> **Task 1**: In the forum thread below about selling items on eBay for someone else, what share of the profit did the man offer the original poster?

> **Extract provided**:
------------------------------------------------------------

# Anyone sell for others on E Bay?



## Randy Rooster (Dec 14, 2004)

There is a guy ( dont know him met him through a friend) who wants me to sell some vintage collectibles on e bay for him - he says I could keep 1/3 of the after fee profit.

Has anyone done this and what should I look out for? Supposedly some of his items according to him would sell for $50 - $300.


----------



## nadja (May 22, 2011)

I do that all the time. However, I have found that in order for me to sell anything for anyone else, the item has got to be with me. Otherwise, they could sell it and not even bother to tell you and then you sell it on ebay and YOU are screwed. I also get half of the profit after listing fees and selling fees plus shipping and handling fees


----------



## blufford (Nov 23, 2004)

Make sure you get enough money to cover your cost. Everybody gets a taste before you. You want to make sure it's not all eaten by the time the eagle lands at your house.

------------------------------------------------------------

> **Listed entries**:
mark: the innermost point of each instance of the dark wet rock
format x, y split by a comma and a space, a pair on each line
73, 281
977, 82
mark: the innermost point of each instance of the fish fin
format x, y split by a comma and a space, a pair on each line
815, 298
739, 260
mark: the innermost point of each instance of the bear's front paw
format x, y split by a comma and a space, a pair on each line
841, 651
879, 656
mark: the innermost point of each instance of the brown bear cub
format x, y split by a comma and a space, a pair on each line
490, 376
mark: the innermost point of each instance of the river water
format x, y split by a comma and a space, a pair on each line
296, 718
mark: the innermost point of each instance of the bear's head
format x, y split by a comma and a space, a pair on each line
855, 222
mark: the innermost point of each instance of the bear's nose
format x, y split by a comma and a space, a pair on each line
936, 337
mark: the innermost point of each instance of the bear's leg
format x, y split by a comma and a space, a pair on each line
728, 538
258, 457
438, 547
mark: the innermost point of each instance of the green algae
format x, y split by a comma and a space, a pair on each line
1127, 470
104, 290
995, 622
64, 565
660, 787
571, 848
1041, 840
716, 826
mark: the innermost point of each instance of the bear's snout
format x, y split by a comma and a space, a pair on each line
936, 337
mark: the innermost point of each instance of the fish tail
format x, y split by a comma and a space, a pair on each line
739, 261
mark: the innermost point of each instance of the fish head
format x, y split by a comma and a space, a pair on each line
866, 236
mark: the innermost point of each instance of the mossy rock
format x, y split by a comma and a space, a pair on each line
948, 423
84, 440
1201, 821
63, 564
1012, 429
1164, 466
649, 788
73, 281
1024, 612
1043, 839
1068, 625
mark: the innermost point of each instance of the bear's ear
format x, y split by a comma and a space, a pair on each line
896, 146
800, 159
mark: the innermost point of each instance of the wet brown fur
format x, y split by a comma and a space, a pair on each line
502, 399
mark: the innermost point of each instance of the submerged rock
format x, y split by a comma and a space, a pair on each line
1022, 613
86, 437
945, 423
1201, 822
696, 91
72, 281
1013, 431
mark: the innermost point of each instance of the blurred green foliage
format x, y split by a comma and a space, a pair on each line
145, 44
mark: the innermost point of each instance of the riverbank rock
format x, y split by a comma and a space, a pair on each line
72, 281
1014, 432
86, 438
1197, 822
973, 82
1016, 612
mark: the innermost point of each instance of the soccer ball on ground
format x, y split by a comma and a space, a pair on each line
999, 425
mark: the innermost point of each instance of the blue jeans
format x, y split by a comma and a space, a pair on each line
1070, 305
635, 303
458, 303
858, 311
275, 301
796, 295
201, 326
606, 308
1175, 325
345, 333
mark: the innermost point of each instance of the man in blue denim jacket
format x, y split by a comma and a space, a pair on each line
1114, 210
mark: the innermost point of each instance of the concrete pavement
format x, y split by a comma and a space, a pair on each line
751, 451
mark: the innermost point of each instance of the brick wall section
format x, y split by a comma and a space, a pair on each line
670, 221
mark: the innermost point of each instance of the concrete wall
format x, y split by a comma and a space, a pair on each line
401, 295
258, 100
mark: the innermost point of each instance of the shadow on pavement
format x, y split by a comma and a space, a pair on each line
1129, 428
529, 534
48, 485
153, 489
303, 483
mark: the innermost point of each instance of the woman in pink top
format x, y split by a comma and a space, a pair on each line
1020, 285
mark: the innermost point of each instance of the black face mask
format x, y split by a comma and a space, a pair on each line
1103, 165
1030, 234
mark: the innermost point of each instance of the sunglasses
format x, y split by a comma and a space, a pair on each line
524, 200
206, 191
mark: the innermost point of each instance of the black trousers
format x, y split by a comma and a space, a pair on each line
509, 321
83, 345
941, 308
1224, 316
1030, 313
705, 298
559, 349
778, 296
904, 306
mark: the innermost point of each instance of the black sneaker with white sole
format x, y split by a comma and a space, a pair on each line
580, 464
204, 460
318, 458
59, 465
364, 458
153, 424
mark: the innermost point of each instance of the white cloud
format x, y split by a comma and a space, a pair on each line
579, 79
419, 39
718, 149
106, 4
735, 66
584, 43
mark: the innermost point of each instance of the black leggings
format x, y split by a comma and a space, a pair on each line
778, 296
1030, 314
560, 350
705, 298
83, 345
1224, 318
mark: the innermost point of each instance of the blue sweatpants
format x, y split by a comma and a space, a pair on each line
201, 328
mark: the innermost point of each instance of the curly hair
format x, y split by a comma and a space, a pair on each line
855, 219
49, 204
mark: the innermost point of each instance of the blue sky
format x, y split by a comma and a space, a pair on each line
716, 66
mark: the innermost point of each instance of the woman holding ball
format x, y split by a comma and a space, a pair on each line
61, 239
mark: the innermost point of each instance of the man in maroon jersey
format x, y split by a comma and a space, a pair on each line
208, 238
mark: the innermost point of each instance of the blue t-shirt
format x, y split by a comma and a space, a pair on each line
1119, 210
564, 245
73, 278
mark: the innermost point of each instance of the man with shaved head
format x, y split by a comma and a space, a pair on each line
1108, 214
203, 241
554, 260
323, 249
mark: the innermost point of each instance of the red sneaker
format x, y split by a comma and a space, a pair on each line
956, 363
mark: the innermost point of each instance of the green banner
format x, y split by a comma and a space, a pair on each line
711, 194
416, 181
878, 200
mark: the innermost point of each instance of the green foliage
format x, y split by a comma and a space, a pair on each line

------------------------------------------------------------

> **Task 2**: Extract every line of the rows above that contains the string "sneaker". Case counts.

> **Task response 1**: One third of the profit after fees.

> **Task response 2**:
mark: the innermost point of each instance of the black sneaker with white sole
mark: the innermost point of each instance of the red sneaker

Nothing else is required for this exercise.